#### [WHAT IS EXPECTED]
Revise each of the items below by changing "drop one pin" to "place one marker" and leaving all other text unchanged.

#### [DATASET RECORDS]
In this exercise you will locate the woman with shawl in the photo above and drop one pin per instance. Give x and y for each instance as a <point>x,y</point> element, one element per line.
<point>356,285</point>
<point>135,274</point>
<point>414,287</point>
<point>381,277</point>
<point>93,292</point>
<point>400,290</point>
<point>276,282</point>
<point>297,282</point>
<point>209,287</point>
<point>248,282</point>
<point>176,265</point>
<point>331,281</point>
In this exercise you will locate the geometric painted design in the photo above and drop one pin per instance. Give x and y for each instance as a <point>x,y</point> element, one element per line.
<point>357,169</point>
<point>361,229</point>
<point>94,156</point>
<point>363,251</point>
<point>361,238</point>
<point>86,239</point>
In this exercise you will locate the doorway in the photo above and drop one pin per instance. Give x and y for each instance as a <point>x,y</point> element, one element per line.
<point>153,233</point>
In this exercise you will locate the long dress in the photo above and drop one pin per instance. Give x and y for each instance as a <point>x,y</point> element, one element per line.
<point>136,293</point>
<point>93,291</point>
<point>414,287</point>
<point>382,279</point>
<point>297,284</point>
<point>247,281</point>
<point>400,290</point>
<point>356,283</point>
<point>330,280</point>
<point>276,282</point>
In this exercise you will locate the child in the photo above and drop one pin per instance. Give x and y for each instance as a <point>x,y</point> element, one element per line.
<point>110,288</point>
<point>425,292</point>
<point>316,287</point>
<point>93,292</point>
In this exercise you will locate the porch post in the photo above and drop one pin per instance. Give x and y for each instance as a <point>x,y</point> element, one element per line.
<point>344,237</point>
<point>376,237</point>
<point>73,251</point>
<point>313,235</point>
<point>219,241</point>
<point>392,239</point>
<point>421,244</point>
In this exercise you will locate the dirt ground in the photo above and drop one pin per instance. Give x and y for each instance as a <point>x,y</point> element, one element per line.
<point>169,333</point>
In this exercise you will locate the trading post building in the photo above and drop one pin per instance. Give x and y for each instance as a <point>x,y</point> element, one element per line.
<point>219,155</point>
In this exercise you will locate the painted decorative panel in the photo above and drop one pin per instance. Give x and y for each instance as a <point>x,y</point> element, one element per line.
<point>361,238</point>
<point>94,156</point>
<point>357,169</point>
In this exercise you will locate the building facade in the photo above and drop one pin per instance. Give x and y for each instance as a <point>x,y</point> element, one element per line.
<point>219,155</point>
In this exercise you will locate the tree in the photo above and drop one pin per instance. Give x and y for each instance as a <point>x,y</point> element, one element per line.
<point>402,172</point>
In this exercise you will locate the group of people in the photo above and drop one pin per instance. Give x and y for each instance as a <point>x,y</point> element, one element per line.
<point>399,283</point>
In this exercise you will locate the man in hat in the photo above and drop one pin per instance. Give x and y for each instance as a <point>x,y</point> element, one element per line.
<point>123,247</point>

#### [ANSWER TO THE EXERCISE]
In this exercise you will locate the woman with shawl in the photo above and place one marker per instance. Give x and y for each instance as a <point>x,y</point> element, one element per line.
<point>356,285</point>
<point>135,274</point>
<point>414,287</point>
<point>381,277</point>
<point>93,292</point>
<point>400,290</point>
<point>276,282</point>
<point>297,282</point>
<point>209,287</point>
<point>248,282</point>
<point>176,265</point>
<point>331,281</point>
In this exercise you will locate the geometric painted design in the photo above and place one marker per instance. Give x and y for each instance as a <point>x,y</point> element, one element per line.
<point>357,169</point>
<point>361,229</point>
<point>94,156</point>
<point>363,251</point>
<point>361,238</point>
<point>86,239</point>
In this exercise you will locate the doorway in the photo above and place one marker per instance. Give x and y for each instance as a <point>x,y</point> element, one element per line.
<point>153,233</point>
In this exercise you will locate the long dress in the photo above and place one marker per instance. Give x and y for each instance as a <point>x,y</point> element, one element per line.
<point>136,293</point>
<point>93,291</point>
<point>414,287</point>
<point>382,279</point>
<point>297,284</point>
<point>247,281</point>
<point>400,290</point>
<point>356,283</point>
<point>330,280</point>
<point>276,282</point>
In this exercise you will locate the child in the photo above and place one marker per instance. Give x and y for each instance as a <point>x,y</point> element, one element per line.
<point>110,288</point>
<point>425,292</point>
<point>316,287</point>
<point>93,292</point>
In this exercise you will locate the porch post in the photo above and place one marker per instance. Give x and y for each instance as a <point>x,y</point> element, one element per line.
<point>344,237</point>
<point>376,237</point>
<point>73,251</point>
<point>313,235</point>
<point>219,241</point>
<point>392,239</point>
<point>421,244</point>
In this exercise you will locate the dirt ground in the photo above and place one marker per instance. Give x and y for each instance as a <point>x,y</point> element, one element per line.
<point>169,333</point>
In this exercise you will locate the trading post building in the photo above and place one marker per instance. Give x and y for each instance as a <point>x,y</point> element, one element per line.
<point>219,155</point>
In this exercise you will locate the painted decorative panel in the photo above and place one marker per instance. Give x and y for each instance as a <point>x,y</point> element, one element per line.
<point>361,238</point>
<point>94,156</point>
<point>357,169</point>
In this exercise you will locate the building facade in the photo above and place one marker per instance. Give x and y for each instance as a <point>x,y</point> element, one element per line.
<point>219,155</point>
In this exercise you will locate the tree in the photo above and place one marker per instance. Give x and y for each instance as a <point>x,y</point> element, one element per line.
<point>402,172</point>
In this exercise you will locate the group of people in the photo above and place one marker per instance. Give x and y for each instance as a <point>x,y</point> element, one element per line.
<point>399,283</point>
In this exercise you will locate the man in hat in the photo above and place one marker per instance. Give x and y for each instance as a <point>x,y</point> element, one element per line.
<point>123,247</point>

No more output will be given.